◆ Extract provided
▬▬▬▬▬▬
Funded by the National Heart, Lung, and Blood Institute, the study involved 216 Caucasian and African-American postmenopausal women, who had borderline LDL-C (low-density lipoprotein cholesterol elevation) but were otherwise healthy. The women were randomized to receive either 20g isolated soy protein containing isoflavones or a placebo of 20g of protein from casein each day, for six weeks.
At the end of the trial, the researchers found that the LDL-C and low-density lipoprotein particle number (LDL-P) were decreased in the women taking the soy protein, regardless of age, race, other lipoproteins, dietary saturated fat intake and weight. The decreases were significantly greater in those taking soy than in those taking casein.
Although there has been evidence that it may benefit heart health in post menopausal women, until now there has been a lack of research involving sufficient numbers of African-American women, said principal investigator Jerilyn Allen, associate dean for research at the Johns Hopkins University School of Nursing.
"Our findings could have significant public health implications for postmenopausal women and will add substantially to the limited body of knowledge of the effects of soy," said Allen.
▬▬▬▬▬▬
◆ Recorded information
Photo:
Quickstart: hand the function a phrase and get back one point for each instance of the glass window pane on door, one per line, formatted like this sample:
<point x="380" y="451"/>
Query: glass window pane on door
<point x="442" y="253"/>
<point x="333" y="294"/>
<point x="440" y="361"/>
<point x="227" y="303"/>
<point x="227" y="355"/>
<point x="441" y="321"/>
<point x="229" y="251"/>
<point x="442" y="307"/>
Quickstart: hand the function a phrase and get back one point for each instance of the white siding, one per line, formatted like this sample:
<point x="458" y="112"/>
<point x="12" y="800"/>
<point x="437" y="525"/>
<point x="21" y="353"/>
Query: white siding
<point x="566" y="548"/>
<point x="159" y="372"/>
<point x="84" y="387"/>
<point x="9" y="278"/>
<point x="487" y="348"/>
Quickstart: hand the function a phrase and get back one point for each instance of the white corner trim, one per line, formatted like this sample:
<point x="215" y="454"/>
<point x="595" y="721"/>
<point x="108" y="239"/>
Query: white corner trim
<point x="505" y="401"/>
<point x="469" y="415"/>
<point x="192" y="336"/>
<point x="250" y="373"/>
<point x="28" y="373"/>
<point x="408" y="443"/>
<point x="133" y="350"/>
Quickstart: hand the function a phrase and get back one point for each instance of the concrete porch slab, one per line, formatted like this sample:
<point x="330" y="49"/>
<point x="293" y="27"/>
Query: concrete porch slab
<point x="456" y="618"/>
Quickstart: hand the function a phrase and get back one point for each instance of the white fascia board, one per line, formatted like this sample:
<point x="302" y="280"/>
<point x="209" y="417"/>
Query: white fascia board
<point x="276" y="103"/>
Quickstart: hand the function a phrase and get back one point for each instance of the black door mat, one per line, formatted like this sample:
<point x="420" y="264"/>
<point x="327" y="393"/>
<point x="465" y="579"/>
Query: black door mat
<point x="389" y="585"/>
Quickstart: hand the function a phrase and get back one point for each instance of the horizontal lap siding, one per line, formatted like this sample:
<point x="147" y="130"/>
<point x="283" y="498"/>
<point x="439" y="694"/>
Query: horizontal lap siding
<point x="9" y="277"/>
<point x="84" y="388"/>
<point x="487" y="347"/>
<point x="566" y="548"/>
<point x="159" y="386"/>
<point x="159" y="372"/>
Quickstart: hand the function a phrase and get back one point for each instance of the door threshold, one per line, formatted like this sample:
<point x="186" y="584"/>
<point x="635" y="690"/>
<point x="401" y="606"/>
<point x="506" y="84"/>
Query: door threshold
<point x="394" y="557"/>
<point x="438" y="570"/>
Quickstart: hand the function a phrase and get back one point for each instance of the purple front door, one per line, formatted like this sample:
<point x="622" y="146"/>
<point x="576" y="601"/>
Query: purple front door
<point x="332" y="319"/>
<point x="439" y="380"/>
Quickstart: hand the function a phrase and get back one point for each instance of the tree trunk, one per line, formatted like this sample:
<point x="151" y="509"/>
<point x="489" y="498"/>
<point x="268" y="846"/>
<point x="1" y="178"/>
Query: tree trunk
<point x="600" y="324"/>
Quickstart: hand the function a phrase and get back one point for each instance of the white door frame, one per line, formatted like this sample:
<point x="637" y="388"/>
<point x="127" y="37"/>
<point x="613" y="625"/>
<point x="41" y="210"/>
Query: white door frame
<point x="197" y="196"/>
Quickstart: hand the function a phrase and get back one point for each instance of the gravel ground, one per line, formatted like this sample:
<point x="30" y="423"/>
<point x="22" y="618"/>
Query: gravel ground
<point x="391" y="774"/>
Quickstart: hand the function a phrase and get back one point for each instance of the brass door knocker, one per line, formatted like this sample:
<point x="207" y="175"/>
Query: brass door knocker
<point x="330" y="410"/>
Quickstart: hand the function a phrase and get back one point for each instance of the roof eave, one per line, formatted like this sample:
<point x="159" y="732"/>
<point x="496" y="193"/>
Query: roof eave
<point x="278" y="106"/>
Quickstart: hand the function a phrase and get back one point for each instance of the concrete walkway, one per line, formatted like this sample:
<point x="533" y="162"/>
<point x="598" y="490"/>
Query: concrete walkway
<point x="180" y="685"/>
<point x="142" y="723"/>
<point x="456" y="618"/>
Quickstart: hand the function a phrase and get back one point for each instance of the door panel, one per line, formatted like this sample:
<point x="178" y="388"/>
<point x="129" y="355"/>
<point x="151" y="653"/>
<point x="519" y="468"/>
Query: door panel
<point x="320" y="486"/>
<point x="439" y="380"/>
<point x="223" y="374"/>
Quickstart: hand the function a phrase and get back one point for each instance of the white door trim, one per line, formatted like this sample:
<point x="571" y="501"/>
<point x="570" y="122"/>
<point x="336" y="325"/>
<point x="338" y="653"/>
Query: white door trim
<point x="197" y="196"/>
▬▬▬▬▬▬
◆ Tasks to complete
[1] In the passage on soy protein and cholesterol, list every factor that the LDL-C and LDL-P decreases in the soy group held regardless of.
[2] Rewrite the part of the passage on soy protein and cholesterol that opens with the words containing "At the end of" and closes with "School of Nursing.", substituting "lead investigator" for "principal investigator".
[3] Answer these questions from the passage on soy protein and cholesterol.
(a) How many women took part in the study?
(b) For how long did the women receive their daily protein?
(c) What position does Jerilyn Allen hold?
The records aren't needed for any of this work.

◆ Written answers
[1]
- Age
- Race
- Other lipoproteins
- Dietary saturated fat intake
- Weight

[2]
At the end of the trial, the researchers found that the LDL-C and low-density lipoprotein particle number (LDL-P) were decreased in the women taking the soy protein, regardless of age, race, other lipoproteins, dietary saturated fat intake and weight. The decreases were significantly greater in those taking soy than in those taking casein.
Although there has been evidence that it may benefit heart health in post menopausal women, until now there has been a lack of research involving sufficient numbers of African-American women, said lead investigator Jerilyn Allen, associate dean for research at the Johns Hopkins University School of Nursing.

[3]
(a) 216
(b) Six weeks
(c) Associate dean for research at the Johns Hopkins University School of Nursing